[Stored data]
○ ○ ○

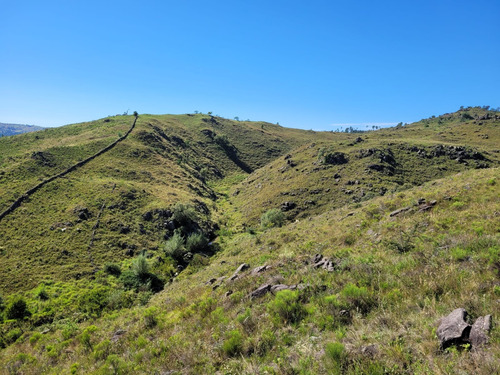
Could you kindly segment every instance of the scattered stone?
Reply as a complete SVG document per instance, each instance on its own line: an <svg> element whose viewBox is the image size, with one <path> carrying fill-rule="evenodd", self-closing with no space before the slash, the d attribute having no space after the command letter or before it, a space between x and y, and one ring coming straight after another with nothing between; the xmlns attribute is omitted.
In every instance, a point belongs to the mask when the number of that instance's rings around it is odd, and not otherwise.
<svg viewBox="0 0 500 375"><path fill-rule="evenodd" d="M281 204L281 211L290 211L290 210L293 210L295 207L297 206L297 204L295 204L294 202L283 202Z"/></svg>
<svg viewBox="0 0 500 375"><path fill-rule="evenodd" d="M134 256L134 250L133 249L127 249L125 250L125 255L128 257L133 257Z"/></svg>
<svg viewBox="0 0 500 375"><path fill-rule="evenodd" d="M267 271L270 268L271 268L271 266L268 266L268 265L259 266L259 267L254 268L251 273L252 273L252 275L257 275L259 273Z"/></svg>
<svg viewBox="0 0 500 375"><path fill-rule="evenodd" d="M217 279L215 278L211 278L210 280L208 280L205 285L212 285L213 283L215 283L217 281Z"/></svg>
<svg viewBox="0 0 500 375"><path fill-rule="evenodd" d="M271 284L264 284L257 289L255 289L252 293L250 293L250 298L259 298L265 296L271 290Z"/></svg>
<svg viewBox="0 0 500 375"><path fill-rule="evenodd" d="M243 271L246 271L247 269L249 269L250 266L246 263L242 263L240 264L240 266L236 269L236 271L234 271L234 273L240 273L240 272L243 272Z"/></svg>
<svg viewBox="0 0 500 375"><path fill-rule="evenodd" d="M403 213L403 212L406 212L406 211L409 211L411 209L411 207L403 207L403 208L400 208L396 211L392 211L389 216L390 217L394 217L394 216L398 216L399 214Z"/></svg>
<svg viewBox="0 0 500 375"><path fill-rule="evenodd" d="M225 294L224 297L229 297L231 294L233 294L232 290L228 290Z"/></svg>
<svg viewBox="0 0 500 375"><path fill-rule="evenodd" d="M322 268L328 272L335 271L335 263L333 263L329 258L323 257L321 254L316 254L313 258L313 267Z"/></svg>
<svg viewBox="0 0 500 375"><path fill-rule="evenodd" d="M441 341L441 349L446 349L451 345L468 343L471 326L465 321L466 317L467 311L458 308L441 319L436 332L438 339Z"/></svg>
<svg viewBox="0 0 500 375"><path fill-rule="evenodd" d="M367 356L367 357L375 357L378 354L378 348L377 345L371 344L367 346L361 347L361 354Z"/></svg>
<svg viewBox="0 0 500 375"><path fill-rule="evenodd" d="M491 330L491 315L480 316L472 325L469 341L472 348L486 345L489 342L488 334Z"/></svg>
<svg viewBox="0 0 500 375"><path fill-rule="evenodd" d="M124 329L119 329L117 330L114 334L113 337L111 338L111 342L117 342L118 340L121 339L121 337L127 333Z"/></svg>
<svg viewBox="0 0 500 375"><path fill-rule="evenodd" d="M238 279L238 278L239 278L238 274L237 274L237 273L235 273L235 274L234 274L233 276L231 276L228 280L229 280L229 281L234 281L234 280L236 280L236 279Z"/></svg>

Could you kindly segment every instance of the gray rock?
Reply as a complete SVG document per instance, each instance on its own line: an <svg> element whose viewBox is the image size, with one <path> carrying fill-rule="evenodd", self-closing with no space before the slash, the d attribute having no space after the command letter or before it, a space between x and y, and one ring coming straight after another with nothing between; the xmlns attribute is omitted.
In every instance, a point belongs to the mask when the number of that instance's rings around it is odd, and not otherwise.
<svg viewBox="0 0 500 375"><path fill-rule="evenodd" d="M250 293L250 298L259 298L265 296L271 290L271 284L264 284L257 289L255 289L252 293Z"/></svg>
<svg viewBox="0 0 500 375"><path fill-rule="evenodd" d="M489 342L488 333L491 330L491 315L480 316L472 325L469 341L472 348L486 345Z"/></svg>
<svg viewBox="0 0 500 375"><path fill-rule="evenodd" d="M240 266L236 269L236 271L234 271L234 273L235 273L235 274L237 274L237 273L243 272L243 271L245 271L245 270L247 270L247 269L249 269L249 268L250 268L250 266L249 266L248 264L246 264L246 263L242 263L242 264L240 264Z"/></svg>
<svg viewBox="0 0 500 375"><path fill-rule="evenodd" d="M252 270L252 275L257 275L259 273L265 272L270 268L271 268L271 266L268 266L268 265L256 267Z"/></svg>
<svg viewBox="0 0 500 375"><path fill-rule="evenodd" d="M471 326L465 321L466 317L467 311L458 308L441 319L441 324L436 332L439 341L441 341L441 349L446 349L451 345L468 343Z"/></svg>
<svg viewBox="0 0 500 375"><path fill-rule="evenodd" d="M403 207L403 208L400 208L399 210L392 211L389 214L389 216L390 217L398 216L399 214L402 214L403 212L409 211L410 209L411 209L411 207Z"/></svg>

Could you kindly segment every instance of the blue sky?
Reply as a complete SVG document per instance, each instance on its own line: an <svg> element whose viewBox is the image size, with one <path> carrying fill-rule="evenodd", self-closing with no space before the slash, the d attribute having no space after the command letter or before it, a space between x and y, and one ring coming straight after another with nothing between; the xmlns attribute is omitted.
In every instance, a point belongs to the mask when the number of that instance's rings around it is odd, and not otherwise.
<svg viewBox="0 0 500 375"><path fill-rule="evenodd" d="M126 110L334 130L500 106L500 2L2 1L0 122Z"/></svg>

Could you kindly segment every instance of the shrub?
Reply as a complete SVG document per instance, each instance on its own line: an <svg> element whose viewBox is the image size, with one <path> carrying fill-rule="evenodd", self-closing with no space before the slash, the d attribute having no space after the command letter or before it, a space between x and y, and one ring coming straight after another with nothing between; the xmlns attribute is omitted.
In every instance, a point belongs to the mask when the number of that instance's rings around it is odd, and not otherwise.
<svg viewBox="0 0 500 375"><path fill-rule="evenodd" d="M197 215L192 206L179 202L175 204L172 211L173 220L180 226L190 226L192 223L196 222Z"/></svg>
<svg viewBox="0 0 500 375"><path fill-rule="evenodd" d="M202 232L191 233L186 240L186 249L192 253L199 253L208 246L208 238Z"/></svg>
<svg viewBox="0 0 500 375"><path fill-rule="evenodd" d="M108 304L108 294L108 289L103 286L86 291L78 299L79 310L95 317L100 316Z"/></svg>
<svg viewBox="0 0 500 375"><path fill-rule="evenodd" d="M277 208L267 210L260 217L260 224L263 228L281 227L285 223L285 214Z"/></svg>
<svg viewBox="0 0 500 375"><path fill-rule="evenodd" d="M21 331L21 328L13 328L7 334L5 335L5 340L8 343L13 343L15 342L21 335L23 334L23 331Z"/></svg>
<svg viewBox="0 0 500 375"><path fill-rule="evenodd" d="M122 270L120 266L116 263L106 263L104 265L104 272L107 273L108 275L113 275L113 276L120 276L122 273Z"/></svg>
<svg viewBox="0 0 500 375"><path fill-rule="evenodd" d="M222 344L222 350L229 357L233 357L243 351L243 335L239 330L235 329L229 332L227 339Z"/></svg>
<svg viewBox="0 0 500 375"><path fill-rule="evenodd" d="M135 258L134 262L132 263L131 270L138 280L140 280L141 282L145 282L149 277L149 264L146 256L139 255L137 258Z"/></svg>
<svg viewBox="0 0 500 375"><path fill-rule="evenodd" d="M299 301L298 291L279 291L267 307L275 321L285 324L298 323L307 315L307 310Z"/></svg>
<svg viewBox="0 0 500 375"><path fill-rule="evenodd" d="M88 350L92 350L91 334L97 331L97 327L94 325L85 328L80 335L81 344Z"/></svg>
<svg viewBox="0 0 500 375"><path fill-rule="evenodd" d="M154 307L150 307L144 311L144 325L146 328L150 329L158 324L156 315L158 315L158 311Z"/></svg>
<svg viewBox="0 0 500 375"><path fill-rule="evenodd" d="M23 319L30 315L26 301L21 296L14 296L5 309L7 319Z"/></svg>
<svg viewBox="0 0 500 375"><path fill-rule="evenodd" d="M368 313L376 305L372 293L366 287L347 284L341 291L342 298L362 314Z"/></svg>
<svg viewBox="0 0 500 375"><path fill-rule="evenodd" d="M154 293L162 290L165 285L162 279L149 271L149 264L144 255L135 259L131 269L121 274L120 280L126 289L144 288Z"/></svg>
<svg viewBox="0 0 500 375"><path fill-rule="evenodd" d="M325 346L325 357L330 365L333 374L342 373L342 368L347 362L347 353L340 342L330 342Z"/></svg>
<svg viewBox="0 0 500 375"><path fill-rule="evenodd" d="M166 256L180 262L186 254L186 248L184 247L184 238L179 232L175 232L172 237L170 237L163 244L163 251Z"/></svg>

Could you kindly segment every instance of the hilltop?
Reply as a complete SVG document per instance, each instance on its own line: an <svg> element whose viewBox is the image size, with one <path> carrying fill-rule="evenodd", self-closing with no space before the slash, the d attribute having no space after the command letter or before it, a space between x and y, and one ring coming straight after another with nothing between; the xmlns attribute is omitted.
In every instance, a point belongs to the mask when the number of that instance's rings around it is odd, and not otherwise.
<svg viewBox="0 0 500 375"><path fill-rule="evenodd" d="M498 372L496 325L472 350L436 329L458 307L498 319L499 125L480 107L363 133L139 115L1 138L0 363Z"/></svg>
<svg viewBox="0 0 500 375"><path fill-rule="evenodd" d="M0 122L0 137L22 133L36 132L45 128L36 125L4 124Z"/></svg>

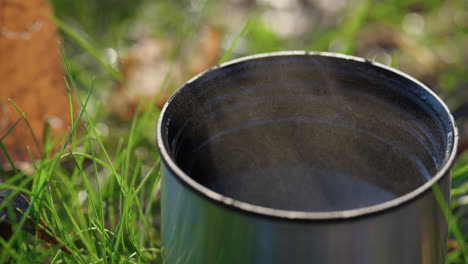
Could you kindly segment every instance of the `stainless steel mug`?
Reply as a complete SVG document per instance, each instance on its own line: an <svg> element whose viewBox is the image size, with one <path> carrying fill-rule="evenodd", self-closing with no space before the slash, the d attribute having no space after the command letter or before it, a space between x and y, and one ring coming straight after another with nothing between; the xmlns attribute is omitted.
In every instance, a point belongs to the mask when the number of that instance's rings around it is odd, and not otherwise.
<svg viewBox="0 0 468 264"><path fill-rule="evenodd" d="M455 122L410 76L313 52L246 57L161 112L165 263L440 264Z"/></svg>

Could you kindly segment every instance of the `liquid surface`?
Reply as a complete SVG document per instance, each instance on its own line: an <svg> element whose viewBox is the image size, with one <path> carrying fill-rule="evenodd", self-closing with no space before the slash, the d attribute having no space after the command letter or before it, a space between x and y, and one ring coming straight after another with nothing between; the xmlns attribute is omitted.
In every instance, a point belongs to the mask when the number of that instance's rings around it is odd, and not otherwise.
<svg viewBox="0 0 468 264"><path fill-rule="evenodd" d="M316 119L254 122L203 141L186 171L215 192L295 211L371 206L428 179L420 159L369 131Z"/></svg>
<svg viewBox="0 0 468 264"><path fill-rule="evenodd" d="M240 201L285 210L339 211L397 197L357 177L314 168L256 169L225 175L206 186Z"/></svg>
<svg viewBox="0 0 468 264"><path fill-rule="evenodd" d="M169 136L177 165L227 197L311 212L383 203L438 170L440 130L413 99L287 69L266 79L239 73L180 100Z"/></svg>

○ ○ ○

▸ The problem:
What is the number of lines in the records that hold the word "Could"? Answer with that number only.

▸ Response:
7